• PROMPT: Select every line of the listing below that contains the string "harness" and copy it. Case counts.

• Excerpts of pointing data:
---------------
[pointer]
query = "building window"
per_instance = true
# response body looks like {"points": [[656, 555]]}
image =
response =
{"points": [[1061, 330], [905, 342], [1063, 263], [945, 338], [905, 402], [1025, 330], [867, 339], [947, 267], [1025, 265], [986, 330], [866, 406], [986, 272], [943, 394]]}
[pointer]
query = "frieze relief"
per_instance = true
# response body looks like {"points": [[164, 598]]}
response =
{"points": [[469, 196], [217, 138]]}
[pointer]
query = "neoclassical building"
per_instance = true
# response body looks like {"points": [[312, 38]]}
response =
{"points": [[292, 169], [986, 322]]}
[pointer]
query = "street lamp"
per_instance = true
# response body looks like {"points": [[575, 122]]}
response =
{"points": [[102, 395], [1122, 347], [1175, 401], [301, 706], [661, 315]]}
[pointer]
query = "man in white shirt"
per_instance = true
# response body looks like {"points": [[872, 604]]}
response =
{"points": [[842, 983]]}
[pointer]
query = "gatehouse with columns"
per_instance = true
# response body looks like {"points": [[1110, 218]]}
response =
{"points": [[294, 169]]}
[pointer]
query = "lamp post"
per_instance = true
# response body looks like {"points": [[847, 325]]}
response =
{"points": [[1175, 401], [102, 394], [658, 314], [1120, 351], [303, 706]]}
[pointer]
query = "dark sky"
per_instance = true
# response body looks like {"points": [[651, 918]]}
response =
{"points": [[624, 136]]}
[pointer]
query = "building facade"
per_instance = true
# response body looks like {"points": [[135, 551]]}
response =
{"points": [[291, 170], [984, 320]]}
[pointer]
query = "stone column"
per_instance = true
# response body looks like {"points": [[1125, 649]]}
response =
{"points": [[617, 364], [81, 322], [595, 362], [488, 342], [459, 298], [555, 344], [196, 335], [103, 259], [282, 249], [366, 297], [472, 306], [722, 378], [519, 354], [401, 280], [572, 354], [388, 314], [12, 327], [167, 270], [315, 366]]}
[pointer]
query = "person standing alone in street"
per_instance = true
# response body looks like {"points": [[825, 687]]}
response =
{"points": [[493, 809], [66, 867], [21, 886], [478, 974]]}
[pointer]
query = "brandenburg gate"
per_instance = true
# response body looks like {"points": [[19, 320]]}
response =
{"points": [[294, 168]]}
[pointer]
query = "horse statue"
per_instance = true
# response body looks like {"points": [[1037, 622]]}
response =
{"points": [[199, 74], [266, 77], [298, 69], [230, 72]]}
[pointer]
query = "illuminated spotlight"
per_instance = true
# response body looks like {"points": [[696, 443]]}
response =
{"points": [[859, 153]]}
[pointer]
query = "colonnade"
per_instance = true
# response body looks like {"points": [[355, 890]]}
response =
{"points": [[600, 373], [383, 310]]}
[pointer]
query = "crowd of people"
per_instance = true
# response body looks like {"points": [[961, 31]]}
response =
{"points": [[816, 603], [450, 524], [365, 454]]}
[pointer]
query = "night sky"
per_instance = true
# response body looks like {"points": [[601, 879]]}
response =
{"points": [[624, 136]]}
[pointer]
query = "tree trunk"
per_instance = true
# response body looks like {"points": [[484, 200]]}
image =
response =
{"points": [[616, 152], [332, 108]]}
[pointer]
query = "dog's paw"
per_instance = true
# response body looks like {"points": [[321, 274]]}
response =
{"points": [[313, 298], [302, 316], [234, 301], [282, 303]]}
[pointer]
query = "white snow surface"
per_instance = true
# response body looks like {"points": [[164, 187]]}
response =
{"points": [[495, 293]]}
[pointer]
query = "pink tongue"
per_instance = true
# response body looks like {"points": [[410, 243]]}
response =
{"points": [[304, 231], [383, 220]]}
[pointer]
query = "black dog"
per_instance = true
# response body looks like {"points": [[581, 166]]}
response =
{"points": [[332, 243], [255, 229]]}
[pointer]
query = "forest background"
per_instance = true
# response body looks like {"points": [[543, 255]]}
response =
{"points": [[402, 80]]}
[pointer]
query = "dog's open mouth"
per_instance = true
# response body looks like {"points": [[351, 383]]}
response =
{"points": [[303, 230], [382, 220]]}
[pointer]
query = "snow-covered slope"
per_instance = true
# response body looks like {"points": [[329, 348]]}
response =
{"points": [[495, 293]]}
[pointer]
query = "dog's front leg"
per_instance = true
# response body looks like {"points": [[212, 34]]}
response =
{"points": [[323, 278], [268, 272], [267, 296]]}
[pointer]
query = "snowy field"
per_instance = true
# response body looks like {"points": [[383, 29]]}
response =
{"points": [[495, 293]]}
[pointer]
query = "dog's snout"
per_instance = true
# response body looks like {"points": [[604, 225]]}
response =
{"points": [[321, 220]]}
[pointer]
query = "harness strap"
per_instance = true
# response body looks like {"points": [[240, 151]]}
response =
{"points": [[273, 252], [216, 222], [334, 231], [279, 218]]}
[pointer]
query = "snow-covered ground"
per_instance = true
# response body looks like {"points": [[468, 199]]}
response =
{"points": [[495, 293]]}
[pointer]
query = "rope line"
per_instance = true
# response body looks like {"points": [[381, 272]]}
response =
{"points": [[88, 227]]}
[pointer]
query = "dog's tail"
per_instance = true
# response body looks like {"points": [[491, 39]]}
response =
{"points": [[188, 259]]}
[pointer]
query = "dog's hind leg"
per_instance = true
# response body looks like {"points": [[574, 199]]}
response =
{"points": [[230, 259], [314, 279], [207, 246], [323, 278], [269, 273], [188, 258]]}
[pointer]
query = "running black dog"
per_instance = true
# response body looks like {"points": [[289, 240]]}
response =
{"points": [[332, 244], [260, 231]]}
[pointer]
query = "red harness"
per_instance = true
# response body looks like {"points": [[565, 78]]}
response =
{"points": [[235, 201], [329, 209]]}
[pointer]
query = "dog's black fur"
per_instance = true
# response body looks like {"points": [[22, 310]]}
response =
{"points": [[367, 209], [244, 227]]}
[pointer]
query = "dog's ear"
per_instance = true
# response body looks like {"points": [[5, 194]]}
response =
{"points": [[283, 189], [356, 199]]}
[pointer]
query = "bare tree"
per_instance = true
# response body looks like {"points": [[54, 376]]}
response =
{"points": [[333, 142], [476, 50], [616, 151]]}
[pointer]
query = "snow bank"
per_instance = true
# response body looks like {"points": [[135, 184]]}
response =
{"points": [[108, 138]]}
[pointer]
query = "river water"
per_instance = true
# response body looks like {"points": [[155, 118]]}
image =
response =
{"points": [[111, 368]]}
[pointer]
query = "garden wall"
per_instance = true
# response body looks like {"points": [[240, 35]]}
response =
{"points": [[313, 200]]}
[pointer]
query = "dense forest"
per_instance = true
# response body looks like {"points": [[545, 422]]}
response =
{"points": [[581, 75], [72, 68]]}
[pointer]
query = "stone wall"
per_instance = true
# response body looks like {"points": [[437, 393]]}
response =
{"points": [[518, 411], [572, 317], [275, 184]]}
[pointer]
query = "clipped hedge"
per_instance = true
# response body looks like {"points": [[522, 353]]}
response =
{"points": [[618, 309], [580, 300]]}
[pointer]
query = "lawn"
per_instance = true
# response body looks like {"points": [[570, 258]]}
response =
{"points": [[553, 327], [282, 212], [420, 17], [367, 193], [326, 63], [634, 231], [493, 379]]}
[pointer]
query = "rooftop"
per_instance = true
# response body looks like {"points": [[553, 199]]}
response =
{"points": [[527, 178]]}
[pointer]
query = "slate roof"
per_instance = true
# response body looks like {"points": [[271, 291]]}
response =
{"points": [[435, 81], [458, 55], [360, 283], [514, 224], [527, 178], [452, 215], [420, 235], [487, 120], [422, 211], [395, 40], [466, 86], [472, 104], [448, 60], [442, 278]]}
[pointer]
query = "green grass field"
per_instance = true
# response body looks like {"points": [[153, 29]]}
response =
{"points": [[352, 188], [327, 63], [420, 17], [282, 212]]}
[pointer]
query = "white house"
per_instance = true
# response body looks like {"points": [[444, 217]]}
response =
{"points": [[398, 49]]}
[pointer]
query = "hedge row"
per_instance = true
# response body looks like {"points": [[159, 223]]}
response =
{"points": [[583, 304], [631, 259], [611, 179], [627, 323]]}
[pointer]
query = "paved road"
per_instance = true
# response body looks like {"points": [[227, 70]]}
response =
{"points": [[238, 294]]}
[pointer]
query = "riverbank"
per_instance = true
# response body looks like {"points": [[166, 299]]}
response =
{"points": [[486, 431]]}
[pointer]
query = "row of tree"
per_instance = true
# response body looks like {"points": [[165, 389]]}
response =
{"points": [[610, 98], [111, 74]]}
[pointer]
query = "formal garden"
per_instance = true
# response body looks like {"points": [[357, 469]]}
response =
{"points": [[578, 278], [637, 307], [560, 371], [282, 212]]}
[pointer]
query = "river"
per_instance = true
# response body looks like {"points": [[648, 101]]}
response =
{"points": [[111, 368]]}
---------------
• WRITTEN SOLUTION:
query = "harness strap"
query = "red harness"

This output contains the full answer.